Stored entries:
— START —

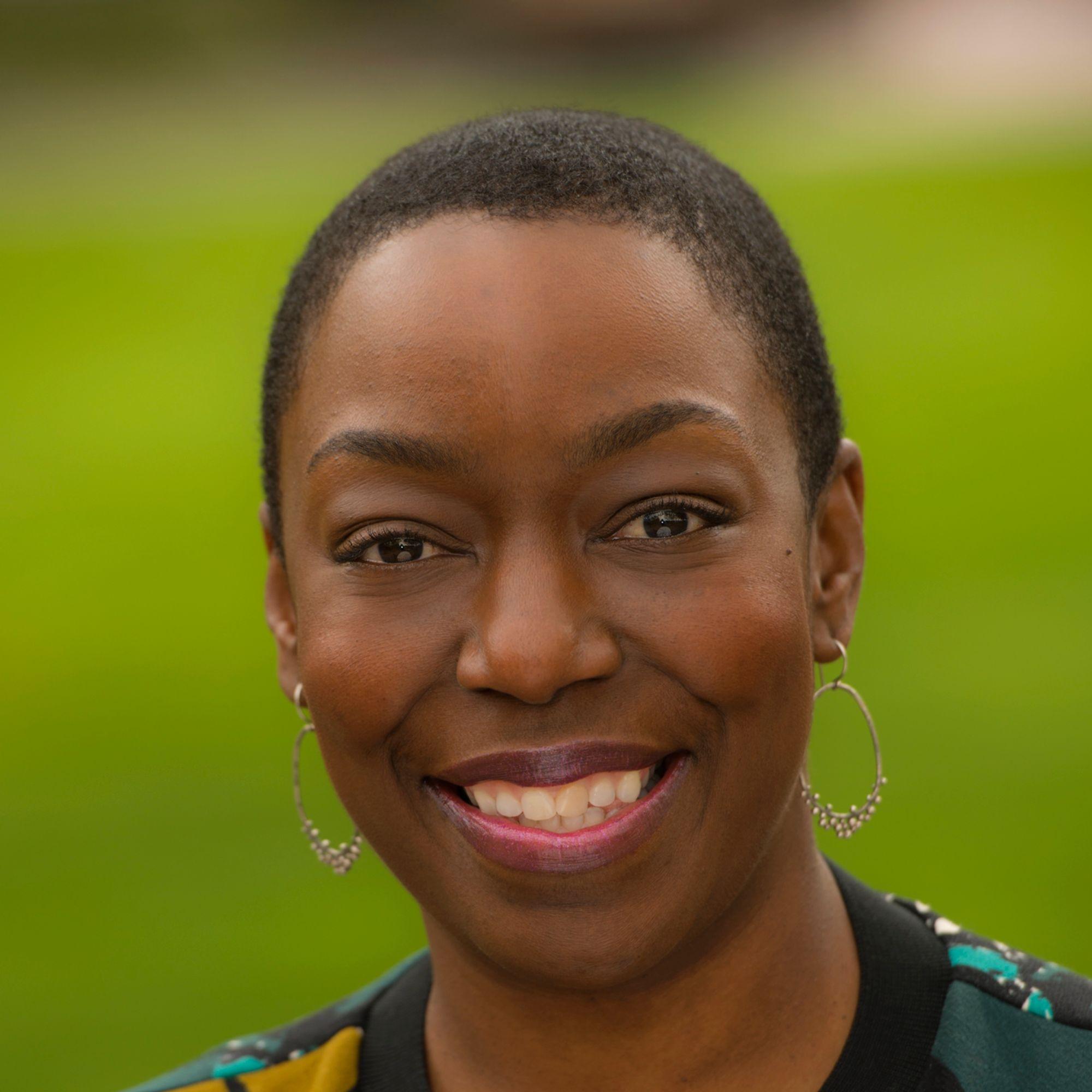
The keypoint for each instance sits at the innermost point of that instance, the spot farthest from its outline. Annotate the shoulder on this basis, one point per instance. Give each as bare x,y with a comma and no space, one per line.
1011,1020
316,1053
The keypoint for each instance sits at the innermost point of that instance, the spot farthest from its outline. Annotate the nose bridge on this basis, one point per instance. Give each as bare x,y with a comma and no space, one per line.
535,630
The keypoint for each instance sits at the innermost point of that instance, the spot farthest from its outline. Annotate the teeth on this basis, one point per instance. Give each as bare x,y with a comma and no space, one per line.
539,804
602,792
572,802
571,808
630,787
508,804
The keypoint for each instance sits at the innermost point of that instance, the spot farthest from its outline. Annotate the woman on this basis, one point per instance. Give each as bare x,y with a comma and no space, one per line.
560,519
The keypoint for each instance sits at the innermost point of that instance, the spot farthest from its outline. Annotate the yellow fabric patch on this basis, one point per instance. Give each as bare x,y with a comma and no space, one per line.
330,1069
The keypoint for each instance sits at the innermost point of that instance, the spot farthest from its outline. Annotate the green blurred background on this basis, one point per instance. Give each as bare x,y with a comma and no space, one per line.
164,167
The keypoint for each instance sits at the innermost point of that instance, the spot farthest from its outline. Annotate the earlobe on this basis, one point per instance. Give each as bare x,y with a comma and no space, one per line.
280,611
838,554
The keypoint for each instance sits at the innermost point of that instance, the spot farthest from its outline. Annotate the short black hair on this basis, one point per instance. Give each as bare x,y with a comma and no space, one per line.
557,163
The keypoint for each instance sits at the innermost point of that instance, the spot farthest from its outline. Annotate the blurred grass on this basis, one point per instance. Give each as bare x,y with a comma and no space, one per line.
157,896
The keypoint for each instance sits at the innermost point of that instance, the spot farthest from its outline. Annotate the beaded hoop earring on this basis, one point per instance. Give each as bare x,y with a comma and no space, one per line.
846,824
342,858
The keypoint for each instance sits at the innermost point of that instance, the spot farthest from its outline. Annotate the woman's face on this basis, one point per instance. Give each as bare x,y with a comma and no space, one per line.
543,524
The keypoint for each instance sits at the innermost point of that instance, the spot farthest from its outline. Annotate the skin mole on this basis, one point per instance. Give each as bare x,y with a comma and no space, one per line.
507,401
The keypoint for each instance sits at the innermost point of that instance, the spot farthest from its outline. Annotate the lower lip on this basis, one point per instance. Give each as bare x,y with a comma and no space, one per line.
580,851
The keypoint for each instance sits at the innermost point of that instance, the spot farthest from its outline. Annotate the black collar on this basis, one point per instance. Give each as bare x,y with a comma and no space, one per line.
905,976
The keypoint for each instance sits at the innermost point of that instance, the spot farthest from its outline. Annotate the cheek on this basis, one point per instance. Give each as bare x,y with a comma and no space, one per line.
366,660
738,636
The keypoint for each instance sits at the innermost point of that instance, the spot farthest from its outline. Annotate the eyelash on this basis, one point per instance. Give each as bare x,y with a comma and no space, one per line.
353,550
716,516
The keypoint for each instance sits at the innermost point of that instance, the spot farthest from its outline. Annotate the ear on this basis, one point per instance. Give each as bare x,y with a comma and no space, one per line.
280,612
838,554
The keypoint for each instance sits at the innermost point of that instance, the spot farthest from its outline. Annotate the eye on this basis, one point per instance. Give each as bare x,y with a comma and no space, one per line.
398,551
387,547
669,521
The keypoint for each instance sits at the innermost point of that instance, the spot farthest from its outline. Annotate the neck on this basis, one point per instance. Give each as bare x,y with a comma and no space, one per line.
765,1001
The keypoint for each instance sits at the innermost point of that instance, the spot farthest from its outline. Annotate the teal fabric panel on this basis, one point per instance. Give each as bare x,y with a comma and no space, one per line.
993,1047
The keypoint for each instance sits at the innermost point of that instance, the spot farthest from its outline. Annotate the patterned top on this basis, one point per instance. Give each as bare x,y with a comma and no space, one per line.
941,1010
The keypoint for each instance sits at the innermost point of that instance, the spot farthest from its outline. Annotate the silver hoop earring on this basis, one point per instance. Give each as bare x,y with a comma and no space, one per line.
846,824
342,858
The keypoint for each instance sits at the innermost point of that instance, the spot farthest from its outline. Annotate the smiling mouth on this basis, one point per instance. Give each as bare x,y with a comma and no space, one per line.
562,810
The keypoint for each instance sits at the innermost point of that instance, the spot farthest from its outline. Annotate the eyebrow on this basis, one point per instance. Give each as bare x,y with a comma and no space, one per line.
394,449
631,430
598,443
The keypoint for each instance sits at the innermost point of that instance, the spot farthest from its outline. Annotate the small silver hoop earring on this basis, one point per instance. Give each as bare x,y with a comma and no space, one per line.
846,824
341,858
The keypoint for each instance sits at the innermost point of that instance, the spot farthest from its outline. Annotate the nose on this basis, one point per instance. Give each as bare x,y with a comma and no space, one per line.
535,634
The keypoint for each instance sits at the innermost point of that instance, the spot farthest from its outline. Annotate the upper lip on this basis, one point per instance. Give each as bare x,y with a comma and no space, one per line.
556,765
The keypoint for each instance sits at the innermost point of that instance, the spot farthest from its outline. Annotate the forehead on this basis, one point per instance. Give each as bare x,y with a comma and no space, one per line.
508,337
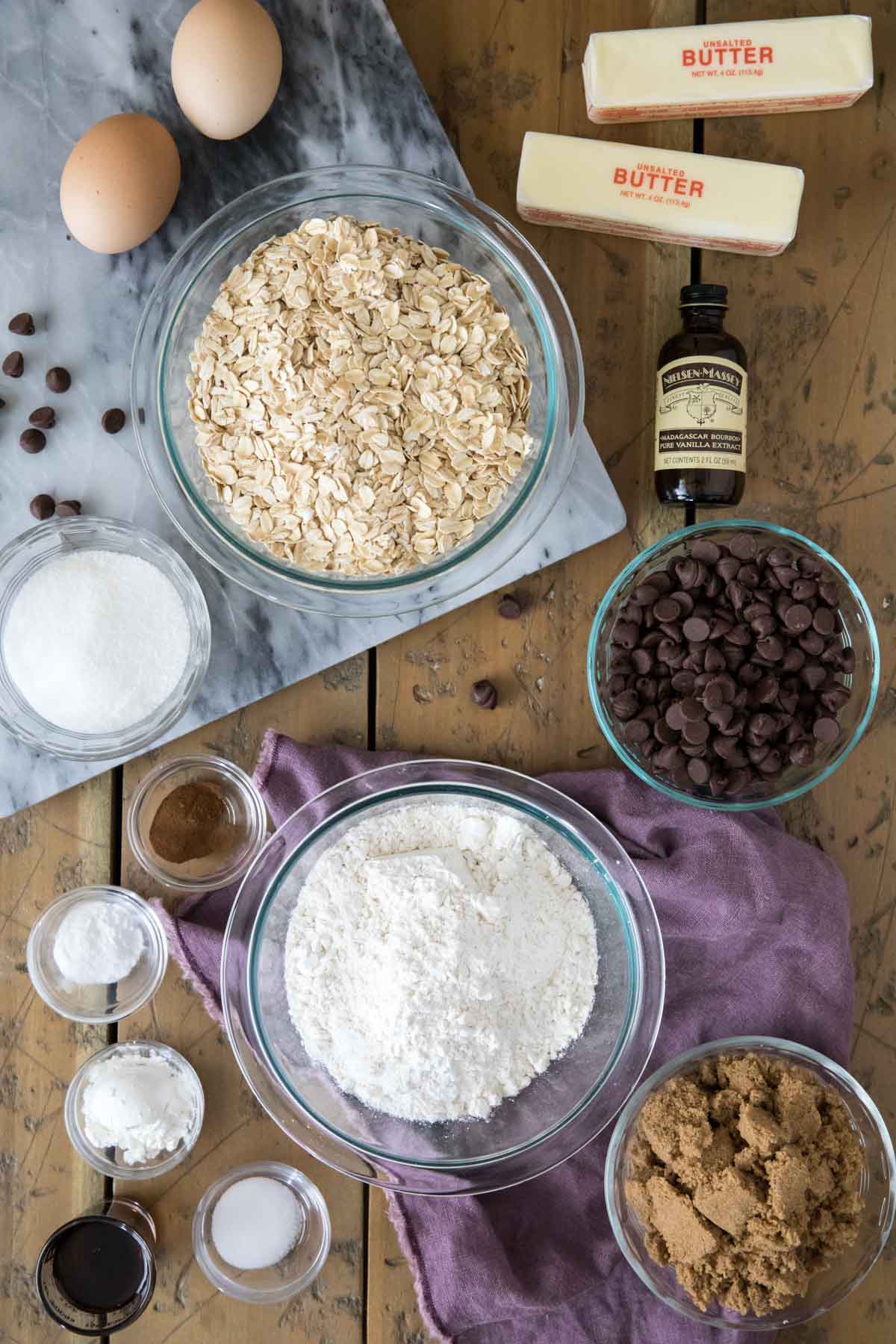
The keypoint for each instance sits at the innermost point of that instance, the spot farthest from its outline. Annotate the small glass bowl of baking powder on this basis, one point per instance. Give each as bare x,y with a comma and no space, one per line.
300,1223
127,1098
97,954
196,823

— END —

What needs to be done:
Reproduce word for word the lines of the stored entries, starting with the line that contains "the small glass" and going on through the last line.

Output for this task:
The keypoint for each instance sits at the innermost point of that instance, the spot farthest from its outline. Annotate the small glass bowl of baking powder on this basis, one point per instance. Give each as bare x,y with a comma and no space, one per line.
300,1223
127,1098
97,954
196,823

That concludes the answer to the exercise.